## Written instruction
Convert every line of the data below into a JSON list of strings, one string per line, with blank lines skipped and the pictures left out.

(Extracted data)
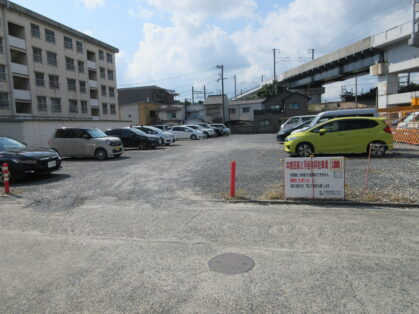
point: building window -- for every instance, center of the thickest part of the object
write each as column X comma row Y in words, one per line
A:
column 2, row 72
column 71, row 85
column 83, row 106
column 73, row 106
column 4, row 100
column 35, row 31
column 79, row 45
column 109, row 57
column 69, row 64
column 39, row 79
column 113, row 109
column 68, row 43
column 37, row 55
column 104, row 108
column 52, row 58
column 55, row 105
column 110, row 75
column 102, row 73
column 49, row 36
column 54, row 81
column 42, row 103
column 80, row 65
column 82, row 87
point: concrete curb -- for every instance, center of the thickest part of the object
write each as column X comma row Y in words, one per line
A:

## Finished task
[
  "point: building window -- for every instance, center of the thickest part of the object",
  "write each as column X comma row Y in words, one per line",
  "A:",
  "column 2, row 72",
  "column 71, row 85",
  "column 83, row 106",
  "column 73, row 106",
  "column 4, row 100",
  "column 35, row 31",
  "column 79, row 45",
  "column 109, row 57",
  "column 69, row 64",
  "column 39, row 79",
  "column 113, row 109",
  "column 68, row 43",
  "column 37, row 55",
  "column 104, row 108",
  "column 52, row 58",
  "column 55, row 105",
  "column 110, row 75",
  "column 102, row 73",
  "column 49, row 36",
  "column 54, row 81",
  "column 42, row 103",
  "column 80, row 65",
  "column 82, row 87",
  "point: concrete curb -- for every instance, center of the thickest part of the object",
  "write each as column X comma row Y in words, one per line",
  "A:"
]